**Page text**
The Arizona Supreme Court slapped down a dumb law that criminalized driving while sober in the medical marijuana state.
Arizona state law had held that anyone who tested positive for trace marijuana metabolites — which can stay in one’s system for up to six weeks after last use — was automatically guilty of Driving Under the Influence. The problem is: pot’s effects wear off in 60 to 180 minutes. Arizona, as a result, was imprisoning sober drivers. The state’s Supreme Court said that’s “absurd.”
In 2010, Maricopa County Attorney Bill Montgomery tried to lock up sober driver Hrach Shilgevorkyan after he was pulled over by police for speeding and making an unsafe lane change and a blood test showed marijuana’s inactive metabolite in his system.
Shilgevorkyan was charged with DUI and convicted; he then appealed the verdict. Arizona’s state Court of Appeals upheld the conviction saying the law “must be interpreted broadly.” But the Supreme Court found Tuesday that the lower court’s interpretation “leads to absurd results.”
“Most notably, this interpretation would create criminal liability regardless of how long the metabolite remains in the driver’s system or whether it has any impairing effect,” the Supreme Court’s ruling said. “For example, at oral argument the State acknowledged that, under its reading of the statute, if a metabolite could be detected five years after ingesting a proscribed drug, a driver who tested positive for trace elements of a non-impairing substance could be prosecuted.”

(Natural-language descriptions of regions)
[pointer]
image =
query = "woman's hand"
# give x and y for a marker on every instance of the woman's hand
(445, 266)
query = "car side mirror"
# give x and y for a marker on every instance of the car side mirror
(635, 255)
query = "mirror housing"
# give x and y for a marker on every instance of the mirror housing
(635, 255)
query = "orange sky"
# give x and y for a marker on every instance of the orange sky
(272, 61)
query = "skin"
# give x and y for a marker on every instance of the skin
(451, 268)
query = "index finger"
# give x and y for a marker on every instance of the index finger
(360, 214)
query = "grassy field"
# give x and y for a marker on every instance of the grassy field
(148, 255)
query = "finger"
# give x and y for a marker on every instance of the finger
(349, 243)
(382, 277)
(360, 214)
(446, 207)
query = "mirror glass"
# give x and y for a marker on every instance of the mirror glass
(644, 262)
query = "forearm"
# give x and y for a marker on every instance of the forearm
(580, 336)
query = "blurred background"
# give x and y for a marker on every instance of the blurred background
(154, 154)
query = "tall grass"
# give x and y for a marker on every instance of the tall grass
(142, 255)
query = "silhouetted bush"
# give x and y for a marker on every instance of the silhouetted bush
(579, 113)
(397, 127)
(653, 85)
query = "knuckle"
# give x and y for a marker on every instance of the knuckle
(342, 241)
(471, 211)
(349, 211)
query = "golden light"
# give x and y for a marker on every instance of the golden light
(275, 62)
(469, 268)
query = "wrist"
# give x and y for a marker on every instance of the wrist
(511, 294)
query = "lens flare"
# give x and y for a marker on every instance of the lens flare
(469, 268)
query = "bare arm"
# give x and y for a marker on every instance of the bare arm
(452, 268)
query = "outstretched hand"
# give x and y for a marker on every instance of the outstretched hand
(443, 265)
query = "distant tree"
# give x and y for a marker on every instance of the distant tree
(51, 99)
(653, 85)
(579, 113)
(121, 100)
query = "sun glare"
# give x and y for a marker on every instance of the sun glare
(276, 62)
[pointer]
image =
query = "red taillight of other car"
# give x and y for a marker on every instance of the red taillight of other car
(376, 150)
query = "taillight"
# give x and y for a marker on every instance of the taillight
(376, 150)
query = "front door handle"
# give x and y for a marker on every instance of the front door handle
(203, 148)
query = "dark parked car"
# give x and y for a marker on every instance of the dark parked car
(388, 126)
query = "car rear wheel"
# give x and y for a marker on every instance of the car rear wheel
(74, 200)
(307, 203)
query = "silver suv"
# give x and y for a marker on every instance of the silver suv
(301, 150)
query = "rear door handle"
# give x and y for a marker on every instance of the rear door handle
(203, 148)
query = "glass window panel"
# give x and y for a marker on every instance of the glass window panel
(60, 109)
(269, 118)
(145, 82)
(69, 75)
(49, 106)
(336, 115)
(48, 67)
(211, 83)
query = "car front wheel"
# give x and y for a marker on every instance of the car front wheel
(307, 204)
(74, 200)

**Task 1**
Reproduce the stretch of the article about the Arizona DUI ruling from "The Arizona Supreme" through "in his system.".
**Task 2**
Decide whether each statement agrees with the article about the Arizona DUI ruling, answering yes or no and quoting the words that settle it: (a) marijuana's effects wear off within 60 to 180 minutes; (b) the state Court of Appeals overturned Shilgevorkyan's conviction; (c) Shilgevorkyan was pulled over for driving without a license.
The data is separate material and has no connection to the article about the Arizona DUI ruling.

**Exercise solution 1**
The Arizona Supreme Court slapped down a dumb law that criminalized driving while sober in the medical marijuana state.
Arizona state law had held that anyone who tested positive for trace marijuana metabolites — which can stay in one’s system for up to six weeks after last use — was automatically guilty of Driving Under the Influence. The problem is: pot’s effects wear off in 60 to 180 minutes. Arizona, as a result, was imprisoning sober drivers. The state’s Supreme Court said that’s “absurd.”
In 2010, Maricopa County Attorney Bill Montgomery tried to lock up sober driver Hrach Shilgevorkyan after he was pulled over by police for speeding and making an unsafe lane change and a blood test showed marijuana’s inactive metabolite in his system.

**Exercise solution 2**
(a) Yes: "pot’s effects wear off in 60 to 180 minutes."
(b) No: "Arizona’s state Court of Appeals upheld the conviction"
(c) No: "pulled over by police for speeding and making an unsafe lane change"